▶ **AIM OF THE EXERCISE**
Extract every line between the one with "the localiza sign." and the end of the entries, both included, word for word and free of pictures.

(Source data)

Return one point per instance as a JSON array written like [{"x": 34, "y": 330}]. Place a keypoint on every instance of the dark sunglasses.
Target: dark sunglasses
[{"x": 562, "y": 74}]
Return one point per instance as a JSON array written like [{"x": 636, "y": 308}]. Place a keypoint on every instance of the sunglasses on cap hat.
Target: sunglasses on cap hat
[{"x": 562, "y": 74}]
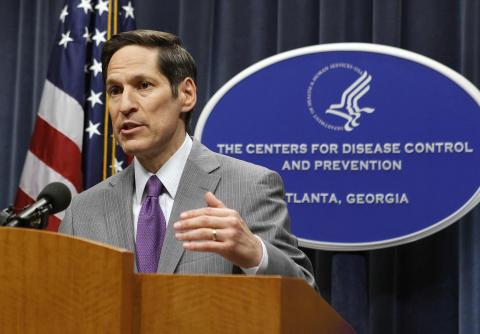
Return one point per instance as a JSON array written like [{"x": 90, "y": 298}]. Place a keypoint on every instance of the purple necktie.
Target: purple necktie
[{"x": 151, "y": 228}]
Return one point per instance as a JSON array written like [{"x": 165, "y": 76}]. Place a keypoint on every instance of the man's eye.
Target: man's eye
[
  {"x": 114, "y": 91},
  {"x": 144, "y": 84}
]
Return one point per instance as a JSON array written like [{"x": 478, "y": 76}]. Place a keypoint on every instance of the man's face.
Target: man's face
[{"x": 145, "y": 115}]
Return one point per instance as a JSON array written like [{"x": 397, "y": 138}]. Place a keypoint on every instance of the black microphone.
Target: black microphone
[{"x": 55, "y": 197}]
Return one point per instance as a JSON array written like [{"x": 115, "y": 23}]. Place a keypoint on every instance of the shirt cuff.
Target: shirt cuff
[{"x": 263, "y": 262}]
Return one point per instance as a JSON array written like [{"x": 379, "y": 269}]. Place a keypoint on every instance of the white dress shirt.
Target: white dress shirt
[{"x": 169, "y": 174}]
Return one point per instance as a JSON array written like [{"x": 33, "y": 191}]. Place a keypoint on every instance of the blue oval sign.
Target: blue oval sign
[{"x": 377, "y": 146}]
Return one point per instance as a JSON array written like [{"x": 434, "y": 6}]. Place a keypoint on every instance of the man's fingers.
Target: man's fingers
[
  {"x": 201, "y": 222},
  {"x": 206, "y": 246},
  {"x": 199, "y": 234},
  {"x": 212, "y": 201},
  {"x": 217, "y": 212}
]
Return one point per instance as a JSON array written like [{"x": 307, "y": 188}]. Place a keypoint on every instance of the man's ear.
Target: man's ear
[{"x": 187, "y": 92}]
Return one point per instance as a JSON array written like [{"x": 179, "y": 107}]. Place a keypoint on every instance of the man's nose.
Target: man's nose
[{"x": 128, "y": 102}]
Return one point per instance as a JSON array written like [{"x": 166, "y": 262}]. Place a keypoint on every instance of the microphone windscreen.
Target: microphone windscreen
[{"x": 57, "y": 194}]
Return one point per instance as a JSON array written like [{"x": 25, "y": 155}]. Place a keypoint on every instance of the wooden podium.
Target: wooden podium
[{"x": 51, "y": 283}]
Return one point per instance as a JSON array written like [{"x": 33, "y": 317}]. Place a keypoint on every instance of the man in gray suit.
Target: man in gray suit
[{"x": 179, "y": 206}]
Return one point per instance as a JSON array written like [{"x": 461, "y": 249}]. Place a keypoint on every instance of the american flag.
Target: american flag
[{"x": 72, "y": 140}]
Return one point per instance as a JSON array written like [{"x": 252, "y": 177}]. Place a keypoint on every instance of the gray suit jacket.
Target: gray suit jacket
[{"x": 104, "y": 213}]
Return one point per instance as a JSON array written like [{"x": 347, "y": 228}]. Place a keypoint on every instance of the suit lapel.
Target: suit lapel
[
  {"x": 118, "y": 209},
  {"x": 196, "y": 180}
]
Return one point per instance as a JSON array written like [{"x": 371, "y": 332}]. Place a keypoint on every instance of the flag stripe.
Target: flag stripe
[
  {"x": 45, "y": 136},
  {"x": 63, "y": 112}
]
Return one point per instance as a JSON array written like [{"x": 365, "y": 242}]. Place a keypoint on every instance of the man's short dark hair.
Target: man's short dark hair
[{"x": 174, "y": 62}]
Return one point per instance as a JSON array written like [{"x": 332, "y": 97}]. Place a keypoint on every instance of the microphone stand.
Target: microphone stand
[{"x": 38, "y": 219}]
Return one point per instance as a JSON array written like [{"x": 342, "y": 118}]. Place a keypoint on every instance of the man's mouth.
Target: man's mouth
[{"x": 130, "y": 127}]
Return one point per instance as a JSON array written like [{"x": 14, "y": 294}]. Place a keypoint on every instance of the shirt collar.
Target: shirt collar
[{"x": 169, "y": 174}]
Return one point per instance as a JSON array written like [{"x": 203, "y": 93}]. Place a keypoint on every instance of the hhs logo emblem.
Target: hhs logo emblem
[{"x": 340, "y": 110}]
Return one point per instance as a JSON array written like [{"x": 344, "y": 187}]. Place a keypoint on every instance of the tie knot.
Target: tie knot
[{"x": 154, "y": 186}]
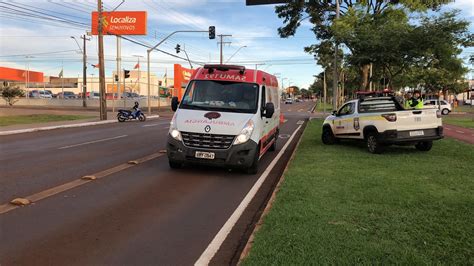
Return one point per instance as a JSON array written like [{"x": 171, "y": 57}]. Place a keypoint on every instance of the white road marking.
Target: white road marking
[
  {"x": 91, "y": 142},
  {"x": 216, "y": 243}
]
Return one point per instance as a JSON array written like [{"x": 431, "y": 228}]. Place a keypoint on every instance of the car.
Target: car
[
  {"x": 382, "y": 121},
  {"x": 229, "y": 117},
  {"x": 442, "y": 105},
  {"x": 66, "y": 95}
]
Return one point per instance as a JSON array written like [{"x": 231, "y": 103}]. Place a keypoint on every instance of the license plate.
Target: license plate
[
  {"x": 205, "y": 155},
  {"x": 417, "y": 133}
]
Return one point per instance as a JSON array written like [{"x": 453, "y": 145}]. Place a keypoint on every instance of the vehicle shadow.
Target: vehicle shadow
[{"x": 357, "y": 145}]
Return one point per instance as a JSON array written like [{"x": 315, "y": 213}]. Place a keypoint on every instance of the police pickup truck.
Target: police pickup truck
[{"x": 382, "y": 121}]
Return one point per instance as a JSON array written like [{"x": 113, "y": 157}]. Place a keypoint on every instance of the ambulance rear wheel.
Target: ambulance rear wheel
[{"x": 273, "y": 147}]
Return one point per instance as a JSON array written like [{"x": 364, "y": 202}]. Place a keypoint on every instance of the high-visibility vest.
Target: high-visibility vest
[{"x": 419, "y": 105}]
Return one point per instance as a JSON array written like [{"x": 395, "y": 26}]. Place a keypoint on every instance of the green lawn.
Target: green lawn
[
  {"x": 39, "y": 118},
  {"x": 467, "y": 122},
  {"x": 341, "y": 205}
]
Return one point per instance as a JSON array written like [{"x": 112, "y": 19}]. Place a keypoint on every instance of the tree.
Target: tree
[
  {"x": 9, "y": 94},
  {"x": 368, "y": 16}
]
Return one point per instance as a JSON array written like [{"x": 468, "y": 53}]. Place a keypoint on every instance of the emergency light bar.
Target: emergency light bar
[{"x": 211, "y": 68}]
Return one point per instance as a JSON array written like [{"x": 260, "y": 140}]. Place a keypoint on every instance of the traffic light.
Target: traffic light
[{"x": 212, "y": 32}]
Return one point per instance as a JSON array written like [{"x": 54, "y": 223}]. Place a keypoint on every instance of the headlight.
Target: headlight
[
  {"x": 173, "y": 131},
  {"x": 245, "y": 134},
  {"x": 176, "y": 134}
]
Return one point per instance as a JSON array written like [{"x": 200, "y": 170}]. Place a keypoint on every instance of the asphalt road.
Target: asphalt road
[{"x": 132, "y": 214}]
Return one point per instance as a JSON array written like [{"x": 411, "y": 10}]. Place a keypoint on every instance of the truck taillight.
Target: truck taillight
[{"x": 390, "y": 117}]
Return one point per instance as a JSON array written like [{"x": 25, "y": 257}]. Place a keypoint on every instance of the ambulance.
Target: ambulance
[{"x": 228, "y": 116}]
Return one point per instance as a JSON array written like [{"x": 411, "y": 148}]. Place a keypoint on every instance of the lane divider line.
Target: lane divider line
[
  {"x": 91, "y": 142},
  {"x": 7, "y": 207},
  {"x": 219, "y": 238}
]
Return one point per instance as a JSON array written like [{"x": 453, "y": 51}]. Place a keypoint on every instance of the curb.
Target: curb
[
  {"x": 248, "y": 246},
  {"x": 29, "y": 130}
]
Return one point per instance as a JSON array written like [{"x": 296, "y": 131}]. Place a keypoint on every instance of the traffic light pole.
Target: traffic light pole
[
  {"x": 103, "y": 102},
  {"x": 148, "y": 52}
]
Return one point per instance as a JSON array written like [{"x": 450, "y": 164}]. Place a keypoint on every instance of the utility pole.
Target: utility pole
[
  {"x": 335, "y": 78},
  {"x": 221, "y": 36},
  {"x": 119, "y": 62},
  {"x": 84, "y": 70},
  {"x": 103, "y": 101}
]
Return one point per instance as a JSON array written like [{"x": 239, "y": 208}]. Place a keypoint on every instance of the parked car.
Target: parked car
[
  {"x": 381, "y": 121},
  {"x": 445, "y": 106},
  {"x": 67, "y": 95}
]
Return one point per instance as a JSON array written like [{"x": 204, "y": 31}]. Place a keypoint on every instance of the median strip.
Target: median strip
[{"x": 18, "y": 202}]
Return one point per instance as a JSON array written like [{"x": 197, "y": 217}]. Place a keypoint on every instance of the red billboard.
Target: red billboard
[
  {"x": 121, "y": 23},
  {"x": 181, "y": 79},
  {"x": 13, "y": 74}
]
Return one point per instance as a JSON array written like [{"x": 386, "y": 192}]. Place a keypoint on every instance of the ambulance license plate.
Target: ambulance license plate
[
  {"x": 205, "y": 155},
  {"x": 417, "y": 133}
]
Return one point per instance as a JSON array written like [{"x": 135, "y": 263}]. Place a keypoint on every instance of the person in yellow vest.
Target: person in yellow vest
[{"x": 414, "y": 102}]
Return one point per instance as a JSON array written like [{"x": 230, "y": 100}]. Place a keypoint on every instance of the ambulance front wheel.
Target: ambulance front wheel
[{"x": 175, "y": 165}]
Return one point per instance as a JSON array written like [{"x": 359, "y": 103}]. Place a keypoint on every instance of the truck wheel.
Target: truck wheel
[
  {"x": 327, "y": 137},
  {"x": 253, "y": 169},
  {"x": 373, "y": 143},
  {"x": 424, "y": 145},
  {"x": 175, "y": 165}
]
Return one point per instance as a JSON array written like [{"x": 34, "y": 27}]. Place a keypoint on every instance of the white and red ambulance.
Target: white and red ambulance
[{"x": 228, "y": 116}]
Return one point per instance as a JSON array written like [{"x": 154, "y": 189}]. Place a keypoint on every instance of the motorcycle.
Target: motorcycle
[{"x": 124, "y": 115}]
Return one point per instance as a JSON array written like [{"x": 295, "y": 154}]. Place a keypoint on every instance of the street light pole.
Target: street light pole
[{"x": 335, "y": 78}]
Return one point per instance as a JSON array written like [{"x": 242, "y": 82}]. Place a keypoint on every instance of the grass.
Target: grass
[
  {"x": 464, "y": 108},
  {"x": 38, "y": 118},
  {"x": 341, "y": 205},
  {"x": 467, "y": 122}
]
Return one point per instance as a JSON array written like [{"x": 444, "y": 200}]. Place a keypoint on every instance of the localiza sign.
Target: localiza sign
[{"x": 120, "y": 23}]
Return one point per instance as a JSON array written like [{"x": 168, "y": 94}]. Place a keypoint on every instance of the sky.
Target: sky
[{"x": 47, "y": 46}]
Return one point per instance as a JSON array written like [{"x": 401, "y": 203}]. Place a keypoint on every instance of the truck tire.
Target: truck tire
[
  {"x": 327, "y": 137},
  {"x": 424, "y": 145},
  {"x": 373, "y": 143},
  {"x": 175, "y": 165}
]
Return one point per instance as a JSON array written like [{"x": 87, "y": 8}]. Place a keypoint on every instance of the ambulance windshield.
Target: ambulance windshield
[{"x": 221, "y": 96}]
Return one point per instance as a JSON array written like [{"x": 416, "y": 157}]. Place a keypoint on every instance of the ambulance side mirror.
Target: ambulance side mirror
[
  {"x": 269, "y": 110},
  {"x": 174, "y": 103}
]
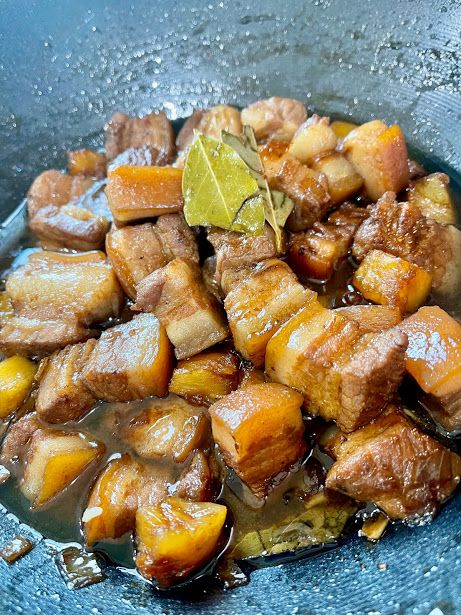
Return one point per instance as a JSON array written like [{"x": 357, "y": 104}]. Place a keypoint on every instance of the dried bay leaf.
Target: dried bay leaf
[{"x": 217, "y": 188}]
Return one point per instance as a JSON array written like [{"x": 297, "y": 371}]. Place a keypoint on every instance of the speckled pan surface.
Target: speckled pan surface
[{"x": 65, "y": 67}]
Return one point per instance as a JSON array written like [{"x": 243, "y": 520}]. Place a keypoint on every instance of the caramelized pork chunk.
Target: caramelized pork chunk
[
  {"x": 260, "y": 304},
  {"x": 400, "y": 229},
  {"x": 62, "y": 395},
  {"x": 392, "y": 463},
  {"x": 274, "y": 118},
  {"x": 176, "y": 538},
  {"x": 130, "y": 361},
  {"x": 55, "y": 188},
  {"x": 31, "y": 337},
  {"x": 53, "y": 285},
  {"x": 136, "y": 192},
  {"x": 155, "y": 130},
  {"x": 53, "y": 461},
  {"x": 344, "y": 374},
  {"x": 307, "y": 188},
  {"x": 259, "y": 430},
  {"x": 122, "y": 486},
  {"x": 234, "y": 250},
  {"x": 86, "y": 162},
  {"x": 69, "y": 226},
  {"x": 177, "y": 295},
  {"x": 169, "y": 427},
  {"x": 379, "y": 155}
]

▶ **TASK ANSWER**
Return one point per instance as a JSON array written like [{"x": 444, "y": 200}]. Place a keypoint on every instance of the localiza sign.
Target: localiza sign
[{"x": 120, "y": 23}]
Return one point per instance as a JSON array written like [{"x": 168, "y": 94}]. Place a keypoint on every instance of the sky.
Target: sky
[{"x": 47, "y": 46}]
Return one point per instance as a JSON array written like [{"x": 401, "y": 203}]. Place a keypoint on every instance of the truck tire.
Target: truck tire
[
  {"x": 327, "y": 137},
  {"x": 424, "y": 145},
  {"x": 373, "y": 143},
  {"x": 175, "y": 165}
]
Return one point per instance as a JSON array written like [{"x": 87, "y": 8}]. Place a keypoint on every instance of the ambulance windshield.
Target: ambulance windshield
[{"x": 221, "y": 96}]
Return one point per instance as a JSON array written like [{"x": 416, "y": 157}]. Place a keypoint on every instance of the ambulance side mirror.
Target: ambulance side mirror
[
  {"x": 269, "y": 110},
  {"x": 174, "y": 103}
]
Return one point per instance as a JSON array written like [{"x": 357, "y": 104}]. Place a keypoint on every instance of the dried bay leaf.
Target: dried bay leaf
[{"x": 217, "y": 188}]
Return one point per instance as a JSON array written like [{"x": 297, "y": 371}]. Place a keypoint on every instance of the speckled pan surface.
Target: speckled pan surface
[{"x": 65, "y": 67}]
Return one point per instance as a JSON array written like [{"x": 243, "y": 520}]. Place a keypoint on every instance of the caramelized pork chunk.
Target: caramelized pork chunk
[
  {"x": 260, "y": 304},
  {"x": 400, "y": 229},
  {"x": 62, "y": 395},
  {"x": 392, "y": 463},
  {"x": 274, "y": 118},
  {"x": 176, "y": 538},
  {"x": 130, "y": 361},
  {"x": 55, "y": 188},
  {"x": 31, "y": 337},
  {"x": 53, "y": 285},
  {"x": 136, "y": 192},
  {"x": 155, "y": 130},
  {"x": 53, "y": 461},
  {"x": 344, "y": 374},
  {"x": 307, "y": 188},
  {"x": 259, "y": 430},
  {"x": 122, "y": 486},
  {"x": 234, "y": 250},
  {"x": 86, "y": 162},
  {"x": 69, "y": 226},
  {"x": 177, "y": 295},
  {"x": 169, "y": 427},
  {"x": 379, "y": 155}
]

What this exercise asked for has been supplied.